What is required: Count the lines below that contain the string "white". Reply with the number alone.

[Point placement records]
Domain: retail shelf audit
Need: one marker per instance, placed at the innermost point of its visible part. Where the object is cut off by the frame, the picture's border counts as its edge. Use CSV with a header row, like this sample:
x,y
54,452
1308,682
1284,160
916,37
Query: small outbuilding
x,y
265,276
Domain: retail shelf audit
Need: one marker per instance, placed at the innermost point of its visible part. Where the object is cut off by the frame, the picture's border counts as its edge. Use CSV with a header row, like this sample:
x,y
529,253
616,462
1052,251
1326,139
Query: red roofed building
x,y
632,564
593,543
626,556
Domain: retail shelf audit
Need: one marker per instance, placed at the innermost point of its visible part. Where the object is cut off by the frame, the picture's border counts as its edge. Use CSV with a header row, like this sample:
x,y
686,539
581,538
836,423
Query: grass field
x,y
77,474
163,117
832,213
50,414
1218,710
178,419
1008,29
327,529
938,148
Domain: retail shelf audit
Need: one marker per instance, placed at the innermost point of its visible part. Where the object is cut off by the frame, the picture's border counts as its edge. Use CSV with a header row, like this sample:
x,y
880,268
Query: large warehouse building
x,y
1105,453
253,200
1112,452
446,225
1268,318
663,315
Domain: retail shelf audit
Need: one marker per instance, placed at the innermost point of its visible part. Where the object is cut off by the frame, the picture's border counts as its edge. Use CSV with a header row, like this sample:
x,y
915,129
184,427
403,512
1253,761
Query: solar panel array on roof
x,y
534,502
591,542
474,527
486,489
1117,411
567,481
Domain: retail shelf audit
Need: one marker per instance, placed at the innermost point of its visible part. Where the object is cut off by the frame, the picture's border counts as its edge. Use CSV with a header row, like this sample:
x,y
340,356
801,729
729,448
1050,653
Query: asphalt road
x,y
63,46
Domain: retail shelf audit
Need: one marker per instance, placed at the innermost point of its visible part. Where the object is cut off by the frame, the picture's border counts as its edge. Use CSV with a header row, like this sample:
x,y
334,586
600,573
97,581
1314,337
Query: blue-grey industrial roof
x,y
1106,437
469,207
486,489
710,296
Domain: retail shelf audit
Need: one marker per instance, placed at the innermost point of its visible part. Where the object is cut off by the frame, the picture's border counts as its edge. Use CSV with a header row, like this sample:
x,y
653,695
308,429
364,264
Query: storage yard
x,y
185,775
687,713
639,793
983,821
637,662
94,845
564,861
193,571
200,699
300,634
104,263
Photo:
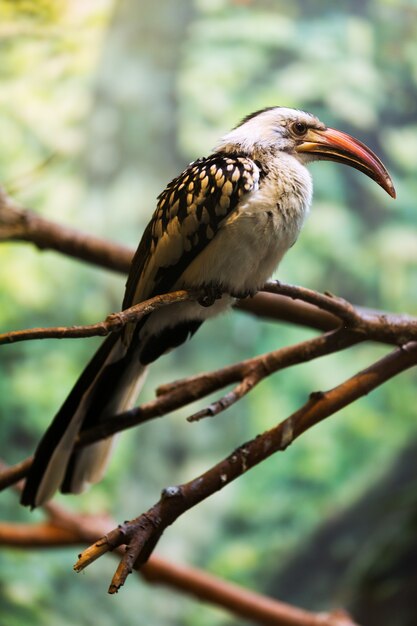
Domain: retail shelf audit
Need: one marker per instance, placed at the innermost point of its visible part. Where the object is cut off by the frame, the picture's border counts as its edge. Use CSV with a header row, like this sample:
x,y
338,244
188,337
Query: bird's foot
x,y
240,295
211,293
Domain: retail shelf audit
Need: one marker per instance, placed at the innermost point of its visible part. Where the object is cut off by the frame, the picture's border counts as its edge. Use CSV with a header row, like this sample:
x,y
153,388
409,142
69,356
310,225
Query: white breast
x,y
249,244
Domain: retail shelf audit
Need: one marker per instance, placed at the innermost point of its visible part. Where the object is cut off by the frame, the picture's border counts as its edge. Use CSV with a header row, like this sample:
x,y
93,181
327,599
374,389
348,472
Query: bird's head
x,y
279,129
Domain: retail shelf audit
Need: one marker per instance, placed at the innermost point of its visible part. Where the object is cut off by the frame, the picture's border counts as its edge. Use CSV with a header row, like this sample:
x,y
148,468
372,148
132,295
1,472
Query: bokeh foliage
x,y
101,104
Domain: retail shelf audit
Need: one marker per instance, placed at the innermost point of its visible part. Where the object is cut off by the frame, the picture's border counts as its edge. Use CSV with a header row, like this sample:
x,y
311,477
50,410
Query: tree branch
x,y
112,323
64,528
143,533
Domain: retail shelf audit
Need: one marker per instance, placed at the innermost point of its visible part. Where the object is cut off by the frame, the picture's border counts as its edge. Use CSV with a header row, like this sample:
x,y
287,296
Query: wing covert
x,y
188,215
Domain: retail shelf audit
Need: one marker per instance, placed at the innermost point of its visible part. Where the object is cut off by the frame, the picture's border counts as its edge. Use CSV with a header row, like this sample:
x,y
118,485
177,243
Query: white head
x,y
304,136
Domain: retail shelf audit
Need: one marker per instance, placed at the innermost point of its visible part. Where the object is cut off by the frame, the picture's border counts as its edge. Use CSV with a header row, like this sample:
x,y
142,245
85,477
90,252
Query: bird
x,y
221,227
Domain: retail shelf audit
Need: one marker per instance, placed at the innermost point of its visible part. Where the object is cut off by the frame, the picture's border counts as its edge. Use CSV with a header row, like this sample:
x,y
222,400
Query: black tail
x,y
108,385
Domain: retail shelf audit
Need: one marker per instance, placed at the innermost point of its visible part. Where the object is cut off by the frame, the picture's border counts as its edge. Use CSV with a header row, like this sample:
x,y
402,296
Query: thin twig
x,y
142,534
19,224
65,528
112,323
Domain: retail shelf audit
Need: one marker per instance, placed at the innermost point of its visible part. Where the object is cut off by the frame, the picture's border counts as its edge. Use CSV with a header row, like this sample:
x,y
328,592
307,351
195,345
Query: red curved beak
x,y
334,145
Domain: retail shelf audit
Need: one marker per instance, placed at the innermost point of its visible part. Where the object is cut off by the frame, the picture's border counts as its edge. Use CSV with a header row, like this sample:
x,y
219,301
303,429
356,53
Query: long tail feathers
x,y
109,384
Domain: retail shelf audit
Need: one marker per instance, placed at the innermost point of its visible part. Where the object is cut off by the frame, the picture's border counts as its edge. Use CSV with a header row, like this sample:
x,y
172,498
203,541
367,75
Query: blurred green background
x,y
102,103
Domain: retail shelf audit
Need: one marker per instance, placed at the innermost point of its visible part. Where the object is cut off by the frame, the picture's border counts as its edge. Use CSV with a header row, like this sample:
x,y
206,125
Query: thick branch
x,y
18,224
64,528
142,534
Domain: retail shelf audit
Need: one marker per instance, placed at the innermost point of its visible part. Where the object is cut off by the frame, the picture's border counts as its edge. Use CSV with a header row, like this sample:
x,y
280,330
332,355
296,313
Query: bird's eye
x,y
299,128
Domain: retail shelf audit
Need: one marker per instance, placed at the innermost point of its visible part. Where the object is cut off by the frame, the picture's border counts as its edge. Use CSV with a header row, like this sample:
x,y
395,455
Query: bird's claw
x,y
211,294
240,295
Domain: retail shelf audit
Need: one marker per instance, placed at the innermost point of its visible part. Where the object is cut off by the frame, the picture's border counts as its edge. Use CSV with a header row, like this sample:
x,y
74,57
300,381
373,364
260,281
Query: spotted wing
x,y
189,213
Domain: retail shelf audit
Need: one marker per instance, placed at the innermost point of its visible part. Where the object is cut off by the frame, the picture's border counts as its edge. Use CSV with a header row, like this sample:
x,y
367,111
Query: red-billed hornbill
x,y
222,226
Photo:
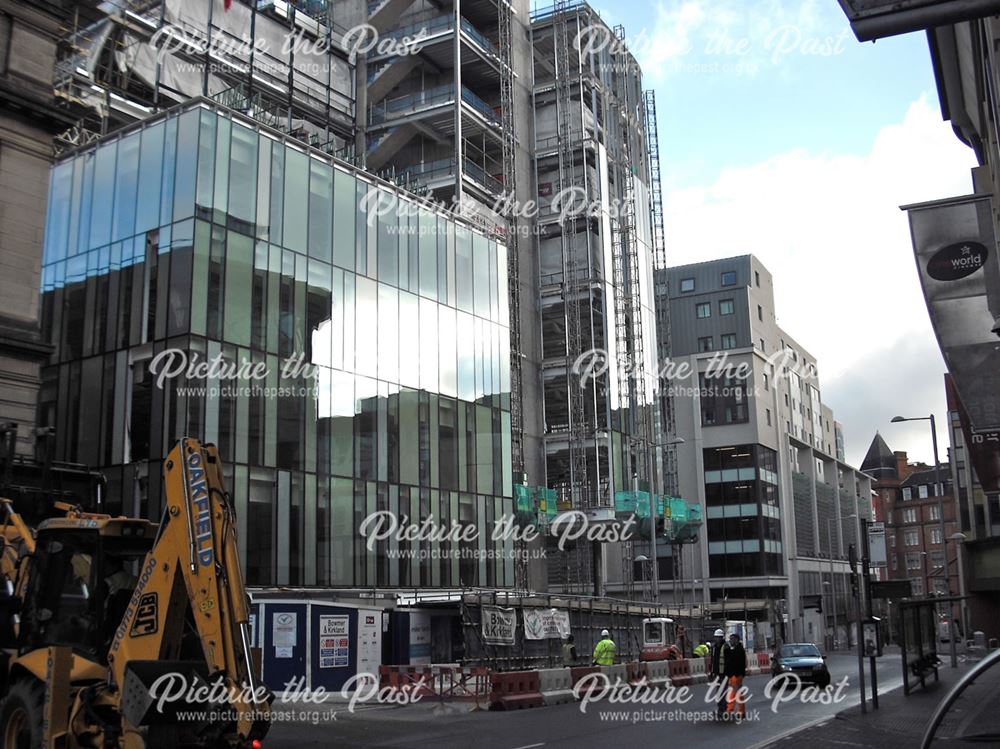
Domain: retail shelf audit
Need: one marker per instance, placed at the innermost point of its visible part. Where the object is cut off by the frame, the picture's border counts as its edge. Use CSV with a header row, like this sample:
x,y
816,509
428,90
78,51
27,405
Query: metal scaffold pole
x,y
509,144
627,274
575,286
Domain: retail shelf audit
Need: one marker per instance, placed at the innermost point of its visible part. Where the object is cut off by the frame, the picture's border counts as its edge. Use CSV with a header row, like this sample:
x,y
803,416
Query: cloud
x,y
735,35
829,229
902,378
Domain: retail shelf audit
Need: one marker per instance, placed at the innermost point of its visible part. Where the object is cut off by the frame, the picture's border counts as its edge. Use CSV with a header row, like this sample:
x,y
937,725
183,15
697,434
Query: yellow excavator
x,y
118,633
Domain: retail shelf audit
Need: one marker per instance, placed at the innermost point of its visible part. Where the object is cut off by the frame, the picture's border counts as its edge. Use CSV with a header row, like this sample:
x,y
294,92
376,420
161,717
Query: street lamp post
x,y
939,488
642,559
958,537
833,585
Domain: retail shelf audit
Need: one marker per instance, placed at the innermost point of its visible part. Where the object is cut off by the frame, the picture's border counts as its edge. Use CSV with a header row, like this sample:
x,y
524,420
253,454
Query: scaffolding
x,y
629,338
665,412
578,494
123,60
505,45
655,187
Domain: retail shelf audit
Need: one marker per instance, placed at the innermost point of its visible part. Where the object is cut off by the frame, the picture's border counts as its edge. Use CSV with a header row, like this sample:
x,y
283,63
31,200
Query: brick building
x,y
907,501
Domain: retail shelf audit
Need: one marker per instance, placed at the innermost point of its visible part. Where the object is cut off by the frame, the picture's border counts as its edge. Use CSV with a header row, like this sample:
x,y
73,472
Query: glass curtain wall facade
x,y
742,509
375,330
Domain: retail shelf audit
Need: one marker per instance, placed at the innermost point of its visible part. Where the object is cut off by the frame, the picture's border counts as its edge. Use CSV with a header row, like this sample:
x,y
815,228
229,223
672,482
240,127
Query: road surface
x,y
602,725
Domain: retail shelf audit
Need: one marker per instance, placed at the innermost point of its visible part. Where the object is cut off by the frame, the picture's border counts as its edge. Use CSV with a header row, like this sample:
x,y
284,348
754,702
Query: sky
x,y
783,136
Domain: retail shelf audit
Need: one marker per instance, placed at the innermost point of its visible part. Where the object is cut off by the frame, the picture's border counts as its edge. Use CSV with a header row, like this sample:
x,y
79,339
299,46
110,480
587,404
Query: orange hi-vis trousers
x,y
734,703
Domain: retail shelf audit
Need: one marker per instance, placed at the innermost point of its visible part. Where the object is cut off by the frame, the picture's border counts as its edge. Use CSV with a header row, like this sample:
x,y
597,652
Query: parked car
x,y
804,660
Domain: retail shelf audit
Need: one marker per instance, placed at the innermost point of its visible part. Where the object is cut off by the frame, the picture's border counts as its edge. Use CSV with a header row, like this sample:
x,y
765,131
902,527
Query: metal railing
x,y
387,109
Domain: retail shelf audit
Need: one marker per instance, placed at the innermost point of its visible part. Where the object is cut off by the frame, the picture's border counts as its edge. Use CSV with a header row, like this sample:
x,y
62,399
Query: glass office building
x,y
358,339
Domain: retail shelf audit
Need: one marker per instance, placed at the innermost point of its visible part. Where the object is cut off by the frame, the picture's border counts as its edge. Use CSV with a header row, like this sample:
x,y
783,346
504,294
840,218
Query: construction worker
x,y
734,668
569,652
716,672
604,651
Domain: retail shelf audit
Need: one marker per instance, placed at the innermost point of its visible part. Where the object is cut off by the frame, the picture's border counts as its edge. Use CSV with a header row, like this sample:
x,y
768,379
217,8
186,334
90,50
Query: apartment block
x,y
759,450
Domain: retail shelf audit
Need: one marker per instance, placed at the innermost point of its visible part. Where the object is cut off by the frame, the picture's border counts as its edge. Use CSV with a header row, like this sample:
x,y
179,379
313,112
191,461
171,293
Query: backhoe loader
x,y
99,613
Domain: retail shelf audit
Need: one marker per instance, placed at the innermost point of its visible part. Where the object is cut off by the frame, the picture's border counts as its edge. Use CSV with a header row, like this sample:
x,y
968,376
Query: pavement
x,y
603,724
901,721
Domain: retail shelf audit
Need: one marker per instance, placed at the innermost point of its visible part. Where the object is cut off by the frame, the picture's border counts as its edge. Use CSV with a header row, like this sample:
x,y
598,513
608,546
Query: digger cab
x,y
79,583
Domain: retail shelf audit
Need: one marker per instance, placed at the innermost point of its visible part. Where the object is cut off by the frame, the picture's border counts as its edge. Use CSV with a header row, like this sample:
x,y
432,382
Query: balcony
x,y
440,174
429,104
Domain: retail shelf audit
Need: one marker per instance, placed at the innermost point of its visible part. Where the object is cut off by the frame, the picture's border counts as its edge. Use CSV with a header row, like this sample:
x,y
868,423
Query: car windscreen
x,y
799,651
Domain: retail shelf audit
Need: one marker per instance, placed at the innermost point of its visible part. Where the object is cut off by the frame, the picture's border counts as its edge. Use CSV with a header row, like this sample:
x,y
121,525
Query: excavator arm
x,y
188,614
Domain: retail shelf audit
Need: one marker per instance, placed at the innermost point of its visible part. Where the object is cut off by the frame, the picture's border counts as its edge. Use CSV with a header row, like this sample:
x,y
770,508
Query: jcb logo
x,y
145,616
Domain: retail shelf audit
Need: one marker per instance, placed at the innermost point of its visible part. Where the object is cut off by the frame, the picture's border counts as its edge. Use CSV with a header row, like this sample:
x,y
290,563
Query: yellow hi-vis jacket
x,y
604,652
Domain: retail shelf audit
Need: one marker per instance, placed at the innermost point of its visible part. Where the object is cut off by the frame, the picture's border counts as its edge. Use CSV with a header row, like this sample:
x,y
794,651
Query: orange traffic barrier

Full response: 2